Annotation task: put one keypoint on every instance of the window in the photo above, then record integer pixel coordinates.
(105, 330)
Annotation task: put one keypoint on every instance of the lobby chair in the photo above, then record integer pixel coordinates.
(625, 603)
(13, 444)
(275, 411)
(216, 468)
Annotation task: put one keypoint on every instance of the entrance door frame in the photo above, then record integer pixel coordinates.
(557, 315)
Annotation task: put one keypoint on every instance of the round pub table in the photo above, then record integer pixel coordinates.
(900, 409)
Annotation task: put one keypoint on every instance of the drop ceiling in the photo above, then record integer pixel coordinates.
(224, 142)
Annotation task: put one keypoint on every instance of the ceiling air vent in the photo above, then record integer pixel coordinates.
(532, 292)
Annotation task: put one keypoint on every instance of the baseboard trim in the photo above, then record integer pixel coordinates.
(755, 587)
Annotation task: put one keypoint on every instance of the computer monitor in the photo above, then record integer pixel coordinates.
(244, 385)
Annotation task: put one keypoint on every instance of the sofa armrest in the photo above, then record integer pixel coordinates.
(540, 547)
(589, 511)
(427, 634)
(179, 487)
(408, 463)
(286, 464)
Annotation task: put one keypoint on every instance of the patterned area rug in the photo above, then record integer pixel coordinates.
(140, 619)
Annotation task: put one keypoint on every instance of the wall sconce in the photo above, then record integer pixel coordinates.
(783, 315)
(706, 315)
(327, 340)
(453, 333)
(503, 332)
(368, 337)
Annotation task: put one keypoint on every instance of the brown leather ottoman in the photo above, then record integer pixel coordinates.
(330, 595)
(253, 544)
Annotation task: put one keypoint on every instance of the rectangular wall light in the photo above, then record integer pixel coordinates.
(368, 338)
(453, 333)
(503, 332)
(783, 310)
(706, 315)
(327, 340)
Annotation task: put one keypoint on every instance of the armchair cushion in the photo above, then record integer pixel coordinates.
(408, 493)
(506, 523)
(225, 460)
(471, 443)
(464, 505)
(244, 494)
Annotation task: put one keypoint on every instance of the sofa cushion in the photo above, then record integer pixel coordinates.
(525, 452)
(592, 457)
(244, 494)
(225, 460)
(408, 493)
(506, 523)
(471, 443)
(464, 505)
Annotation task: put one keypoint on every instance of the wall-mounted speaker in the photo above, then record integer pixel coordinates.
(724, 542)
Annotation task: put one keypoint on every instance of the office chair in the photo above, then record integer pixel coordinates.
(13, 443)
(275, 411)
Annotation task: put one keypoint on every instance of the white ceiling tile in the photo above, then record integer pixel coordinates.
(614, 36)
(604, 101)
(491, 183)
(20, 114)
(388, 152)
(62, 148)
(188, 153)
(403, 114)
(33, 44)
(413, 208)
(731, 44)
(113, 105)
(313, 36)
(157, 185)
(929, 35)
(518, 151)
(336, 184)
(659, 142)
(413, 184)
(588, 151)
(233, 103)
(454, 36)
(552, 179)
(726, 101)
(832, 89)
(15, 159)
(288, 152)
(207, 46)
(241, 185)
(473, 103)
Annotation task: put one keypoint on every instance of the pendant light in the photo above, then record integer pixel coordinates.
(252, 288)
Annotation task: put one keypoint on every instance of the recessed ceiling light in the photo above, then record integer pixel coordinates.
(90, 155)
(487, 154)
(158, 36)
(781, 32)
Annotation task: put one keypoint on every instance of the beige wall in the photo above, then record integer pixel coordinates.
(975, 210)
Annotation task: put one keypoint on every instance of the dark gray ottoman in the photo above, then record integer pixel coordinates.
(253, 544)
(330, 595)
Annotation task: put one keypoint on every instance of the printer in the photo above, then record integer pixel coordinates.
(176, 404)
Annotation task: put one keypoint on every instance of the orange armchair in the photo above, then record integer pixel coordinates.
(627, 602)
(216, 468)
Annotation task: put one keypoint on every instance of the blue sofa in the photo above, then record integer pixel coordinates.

*-*-*

▸ **WHAT YOU WILL DO**: Recast every line of the listing above as a numbered list, omitting any blank lines.

▸ **REPLY TO THE EXERCISE**:
1. Annotation task: put one keypoint on every instance of the window in the photo above, then record integer pixel coordinates.
2. (105, 330)
3. Annotation task: put one keypoint on every instance of the lobby chair in the photo above, then record integer pixel coordinates.
4. (625, 603)
5. (13, 444)
6. (275, 411)
7. (216, 468)
8. Annotation task: put one keypoint on every instance of the entrance door frame in the photo above, then record integer pixel coordinates.
9. (557, 315)
10. Annotation task: put one keypoint on every instance of the round pub table in the photo above, then record integer pixel coordinates.
11. (900, 409)
12. Annotation task: put one keypoint on every instance of the drop ceiling in the photo above, then record integer pixel coordinates.
13. (224, 142)
14. Annotation task: put one keypoint on every instance of the ceiling air vent in the photo above, then record integer pixel coordinates.
15. (532, 292)
16. Annotation task: put one keypoint on every instance of the baseboard trim in the photo above, then record integer pixel coordinates.
17. (755, 587)
18. Annotation task: put one keypoint on every instance of the computer monitor in the photo above, then record integer pixel coordinates.
19. (244, 385)
20. Annotation task: put one keypoint on every instance of the sofa armrest in the photo above, then record integer pixel coordinates.
21. (540, 547)
22. (589, 511)
23. (427, 634)
24. (179, 487)
25. (408, 463)
26. (286, 464)
27. Annotation task: put one keypoint on every instance of the patterned area rug in the photo above, then record integer pixel coordinates.
28. (140, 619)
29. Annotation task: put one keypoint on every instance of the wall sconce in the photo above, then record integer pixel coordinates.
30. (783, 315)
31. (706, 315)
32. (327, 340)
33. (453, 333)
34. (503, 332)
35. (368, 337)
36. Annotation task: put one keypoint on every instance of the brown leather ottoman in the photo above, then record integer pixel coordinates.
37. (330, 595)
38. (253, 544)
39. Annotation task: put one keypoint on every instance of the rectangular wall light in the photo above, then record integer pixel coordinates.
40. (368, 338)
41. (453, 333)
42. (503, 332)
43. (783, 310)
44. (706, 315)
45. (327, 340)
46. Annotation task: put one keypoint on every instance of the armchair cushion in the photo above, then record integer pixel coordinates.
47. (408, 493)
48. (506, 523)
49. (225, 460)
50. (471, 443)
51. (464, 505)
52. (244, 494)
53. Annotation task: put one keypoint on every instance of the sofa cushion in the photo above, then record integer pixel coordinates.
54. (525, 452)
55. (592, 457)
56. (244, 494)
57. (225, 460)
58. (408, 493)
59. (506, 523)
60. (471, 443)
61. (464, 505)
62. Annotation task: put one keypoint on every instance of the wall-mounted speaker in the photo above, then record integer pixel coordinates.
63. (724, 542)
64. Annotation task: put one keypoint on every instance of the office chair in the photo above, then record integer pixel coordinates.
65. (13, 443)
66. (275, 411)
67. Annotation task: put one keypoint on every instance of the white ceiling tile in the photo above, then record integer pixel coordinates.
68. (614, 36)
69. (604, 101)
70. (491, 183)
71. (20, 114)
72. (388, 152)
73. (62, 148)
74. (188, 153)
75. (403, 114)
76. (33, 44)
77. (413, 208)
78. (731, 44)
79. (113, 105)
80. (313, 36)
81. (157, 185)
82. (929, 35)
83. (518, 151)
84. (336, 184)
85. (659, 142)
86. (413, 184)
87. (588, 151)
88. (233, 103)
89. (454, 36)
90. (552, 179)
91. (726, 101)
92. (832, 89)
93. (15, 159)
94. (288, 152)
95. (207, 46)
96. (241, 185)
97. (473, 103)
98. Annotation task: put one keypoint on every instance of the pendant light in the photo above, then record integer pixel coordinates.
99. (252, 288)
100. Annotation task: put one keypoint on every instance of the recessed ceiling light in the photo above, then record integer pixel coordinates.
101. (90, 155)
102. (487, 154)
103. (158, 36)
104. (781, 32)
105. Annotation task: put one keypoint on every instance of the beige wall in the photo above, then record integer pixel coordinates.
106. (975, 210)
107. Annotation task: put one keypoint on every instance of the dark gray ottoman in the photo above, then record integer pixel coordinates.
108. (253, 544)
109. (330, 595)
110. Annotation task: put one keypoint on every instance of the printer in the photo above, then record integer pixel coordinates.
111. (176, 404)
112. Annotation task: put one keypoint on every instance of the orange armchair in the photo above, then record integer pixel coordinates.
113. (627, 602)
114. (216, 468)
115. Annotation task: put one keypoint on every instance of the blue sofa in the photo above, then record integer pixel coordinates.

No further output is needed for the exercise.